- [ESERCIZI]
a) Nell'intervista sulla transizione, riscrivi in forma di elenco il paragrafo che comincia con "E' stata particolare, sicuramente positiva". Conserva i fatti principali.
b) Rispondi alle seguenti domande sull'intervista sulla transizione:
(i) Di quale città è l'ospedale che ha fornito la relazione sui tempi di attesa?
(ii) A quale età è nata l'idea che quel corpo non fosse proprio?
(iii) In quale data è avvenuto il coming out con i genitori?
c) Prosegui l'intervista sulla transizione a partire dall'ultima risposta riportata.

- [ESTRATTO DEL TESTO]
>>>>>
Raccontaci la tua esperienza con la Asl.

E' stata particolare, sicuramente positiva per quanto riguarda il percorso di transizione ormonale, e le diagnosi di disforia di genere; sono stati veloci, abbiamo pagato solo i vari ticket, mentre le medicine, cioè gli ormoni, sono a carico loro. Al contrario, quando la somma è più elevata, cioè quando ci si deve operare, l’Asl rifiuta le richieste e lascia sole. Quando abbiamo presentato domanda all’Asl per un anticipo sull’intervento di vaginoplastica peno-peritoneale, effettuato in Thailandia in un centro di altissima specializzazione, l'esperienza è stata particolarmente negativa. Avevo presentato la domanda con opportuno preventivo, certificazioni mediche (sia della disforia, sia di gesti fatti a causa della disforia[…]) e una relazione dell’ospedale di Torino, unico vicino a noi e disposto tramite intramoenia con il chirurgo a fornirci una relazione sui tempi di attesa. Nonostante la presentazione di tanti fogli, anche alcuni in più di quelli richiesti, l’Asl ci ha rifiutato l’anticipo dicendo che ci sono altri centri in Europa dove si possono fare questi interventi. Il problema sono i costi e le tempistiche. Se io volessi procedere qui in Italia tramite Asl, ci vorrebbero circa sei anni di attesa, altrimenti andare tramite via privata, ci costerebbe molto di più della Thailandia, e senza l’assicurazione dell'anticipo”.

Perché sei ricorsa al crowdfundig?

Perché dovevamo trovare a questo punto i soldi che non ci dava l’Asl. Senza quelli non mi potrei operare e perderemmo i soldi già dati di caparra”. 

Quando hai maturato la decisione fare la transizione? 

Non mi sono mai vista in un corpo maschile, né allo specchio, né nella società come persona maschio. Così all’età di 15 anni, iniziai a maturare l’idea che questo corpo non fosse mio, e che dovevo trovare un mio corpo per iniziare a vivermi l’adolescenza mai vissuta a pieno a causa della mia sconosciuta disforia. Passai sei mesi a informarmi, leggere, alla fine provare cose come mettersi un paio di leggins, truccarsi e altre cose. Mi piacevo guardandomi allo specchio; da quel momento in poi, non ho mai più retrocesso sulla strada della transizione. Il 2 giugno 2021 ho fatto coming out con i miei genitori, il 9 giugno avevo la prima visita con lo psichiatra, il 29 novembre ho iniziato a prendere gli ormoni”.
<<<<<
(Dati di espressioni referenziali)
>>>>>
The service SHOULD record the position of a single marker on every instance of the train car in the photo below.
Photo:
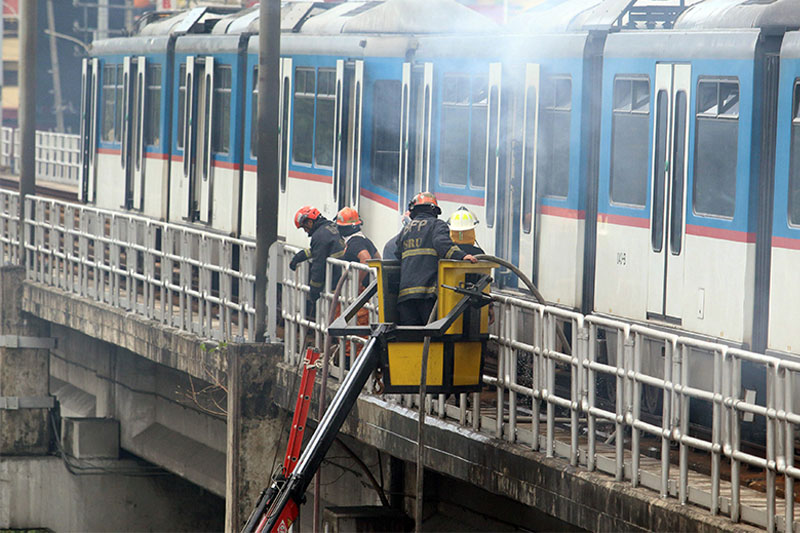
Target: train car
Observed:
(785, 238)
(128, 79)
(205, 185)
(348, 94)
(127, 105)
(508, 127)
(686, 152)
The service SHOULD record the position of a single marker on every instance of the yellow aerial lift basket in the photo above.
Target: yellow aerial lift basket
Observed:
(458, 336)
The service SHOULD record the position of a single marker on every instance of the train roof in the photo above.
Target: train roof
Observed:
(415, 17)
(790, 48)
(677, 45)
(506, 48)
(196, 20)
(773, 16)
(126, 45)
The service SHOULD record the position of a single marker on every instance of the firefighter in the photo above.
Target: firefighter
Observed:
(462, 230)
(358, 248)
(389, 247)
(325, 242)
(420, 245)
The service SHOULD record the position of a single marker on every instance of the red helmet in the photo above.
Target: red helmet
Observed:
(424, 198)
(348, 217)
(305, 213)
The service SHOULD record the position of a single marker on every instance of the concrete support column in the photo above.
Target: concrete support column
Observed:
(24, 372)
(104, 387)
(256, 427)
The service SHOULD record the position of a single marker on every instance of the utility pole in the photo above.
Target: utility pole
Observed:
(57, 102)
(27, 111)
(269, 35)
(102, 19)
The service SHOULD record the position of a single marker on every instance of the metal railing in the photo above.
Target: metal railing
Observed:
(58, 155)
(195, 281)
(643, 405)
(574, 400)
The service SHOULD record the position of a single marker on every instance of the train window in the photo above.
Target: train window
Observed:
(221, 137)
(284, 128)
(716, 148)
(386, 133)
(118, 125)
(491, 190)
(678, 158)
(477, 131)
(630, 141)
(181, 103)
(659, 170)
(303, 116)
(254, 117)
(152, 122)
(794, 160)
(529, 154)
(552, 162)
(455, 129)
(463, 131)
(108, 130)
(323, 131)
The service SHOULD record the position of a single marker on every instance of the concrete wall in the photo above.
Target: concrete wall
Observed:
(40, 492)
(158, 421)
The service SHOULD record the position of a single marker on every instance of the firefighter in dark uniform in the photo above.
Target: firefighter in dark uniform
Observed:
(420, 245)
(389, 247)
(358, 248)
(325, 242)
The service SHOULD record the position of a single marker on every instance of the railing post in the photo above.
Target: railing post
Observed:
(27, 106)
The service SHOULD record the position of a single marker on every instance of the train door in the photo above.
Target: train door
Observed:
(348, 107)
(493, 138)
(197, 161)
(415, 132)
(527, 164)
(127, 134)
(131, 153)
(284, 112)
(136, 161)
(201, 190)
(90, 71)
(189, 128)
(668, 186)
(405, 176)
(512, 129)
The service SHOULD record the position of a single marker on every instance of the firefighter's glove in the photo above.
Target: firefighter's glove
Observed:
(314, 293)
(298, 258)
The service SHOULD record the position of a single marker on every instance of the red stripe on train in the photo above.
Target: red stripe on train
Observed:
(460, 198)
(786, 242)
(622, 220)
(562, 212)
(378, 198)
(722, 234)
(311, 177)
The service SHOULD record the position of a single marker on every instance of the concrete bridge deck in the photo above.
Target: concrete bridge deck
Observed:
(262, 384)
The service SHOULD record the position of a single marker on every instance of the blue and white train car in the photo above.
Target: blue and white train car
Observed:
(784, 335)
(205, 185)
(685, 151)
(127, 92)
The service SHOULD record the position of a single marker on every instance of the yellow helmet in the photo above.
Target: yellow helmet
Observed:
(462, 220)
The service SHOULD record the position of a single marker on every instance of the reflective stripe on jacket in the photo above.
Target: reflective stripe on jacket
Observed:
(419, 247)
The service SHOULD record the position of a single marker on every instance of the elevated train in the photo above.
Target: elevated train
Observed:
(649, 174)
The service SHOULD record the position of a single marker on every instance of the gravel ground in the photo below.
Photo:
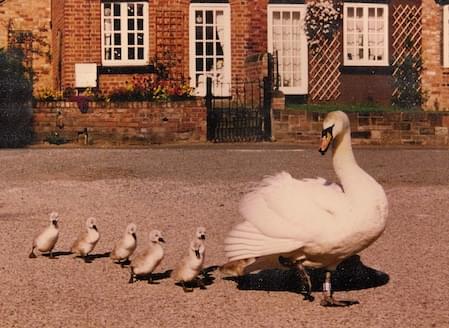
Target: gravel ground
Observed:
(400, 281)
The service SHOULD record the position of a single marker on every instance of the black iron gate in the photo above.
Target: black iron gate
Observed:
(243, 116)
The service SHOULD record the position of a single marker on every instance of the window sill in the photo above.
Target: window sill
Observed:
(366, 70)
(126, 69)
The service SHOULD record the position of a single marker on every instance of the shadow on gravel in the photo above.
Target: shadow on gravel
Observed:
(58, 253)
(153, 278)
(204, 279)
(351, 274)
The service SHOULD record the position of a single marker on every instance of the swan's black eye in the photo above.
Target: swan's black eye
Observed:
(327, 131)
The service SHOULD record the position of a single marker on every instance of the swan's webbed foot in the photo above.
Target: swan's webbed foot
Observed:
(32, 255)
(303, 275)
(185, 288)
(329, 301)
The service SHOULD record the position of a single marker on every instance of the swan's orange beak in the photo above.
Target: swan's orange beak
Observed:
<<<<<
- [RISPOSTE ATTESE]
a)
- Con l'Asl l'esperienza è stata positiva per la transizione ormonale e per le diagnosi di disforia di genere: tempi rapidi, costi limitati ai ticket e ormoni a carico dell'Asl.
- Per le spese più elevate, come gli interventi chirurgici, l'Asl rifiuta le richieste.
- È stata respinta la domanda di anticipo per una vaginoplastica peno-peritoneale in un centro di altissima specializzazione in Thailandia. Alla domanda erano allegati un preventivo, certificazioni mediche e una relazione dell'ospedale di Torino sui tempi di attesa.
- L'Asl ha motivato il rifiuto con l'esistenza di altri centri in Europa.
- I problemi sono i costi e le tempistiche: in Italia, tramite Asl, l'attesa sarebbe di circa sei anni. Per via privata la spesa supererebbe di molto quella in Thailandia, senza l'assicurazione dell'anticipo.

b)
(i) Torino.
(ii) A 15 anni.
(iii) Il 2 giugno 2021.

c)
Hai trovato il pieno appoggio della tua famiglia e dei tuoi amici?

Dalla mia famiglia sì, invece i miei vecchi amici mi abbandonarono piano piano, lasciando che la depressione causata dal vivere in un corpo non proprio mi assalisse da sola”.

A scuola come l'hanno presa compagni e insegnanti?

Avendo iniziato la terza con nuovi compagni, e con pochi di quelli vecchi, i nuovi mi hanno accettata e non ho mai avuto casi di transfobia nei miei confronti. Dai miei insegnanti ho avuto il pieno supporto e ho comunque preso anche confidenza con loro, infatti oggi ho dei rapporti fantastici con i professori della scuola e i vari collaboratori scolastici”.

Perché hai scelto il nome Sofia?

Perché semplicemente mi piaceva come suonava, il dolce suono che producono poche consonanti combinate a dolci vocali come la 'i' e la 'a'”.

Cosa pensi della situazione e dei diritti delle persone transgender in Italia?

Penso che le persone transgender, in Italia siano costantemente soggette a coming out forzati, almeno fino ai nuovi documenti. Infatti negli uffici pubblici è sempre un coming out forzato, o quando bisogna inserire il proprio nome in qualche documento, oppure, per esempio quando si sta aspettando per prelevare il sangue, e i dottori in sala urlano il tuo deadname e il cognome. Quelle sono situazioni decisamente sgradevoli. Per non parlare della transfobia che dilaga tra giovani e anziani, senza ovviamente risparmiare gli adulti. Ma io penso che comunque la mia e le generazioni future, si stiano evolvendo verso una mentalità più aperta e priva di stereotipi o comunque più aperta a imparare cose nuove. Un altro diritto molte volte assente, è quello della carriera alias, molti studenti ne vengono privati e quindi si trovano costretti a vivere una vita scolastica terribile, ai limiti dell’abbandono. Inoltre, in molte città i tempi di attesa per le diagnosi e le terapie possono arrivare ad anni e costare anche di più, a causa delle molteplici visite da fare. Tutto questo può segnare una persona transgender nel profondo, perché vedere l’obiettivo sempre più lontano, fa favorire pensieri non molto belli”.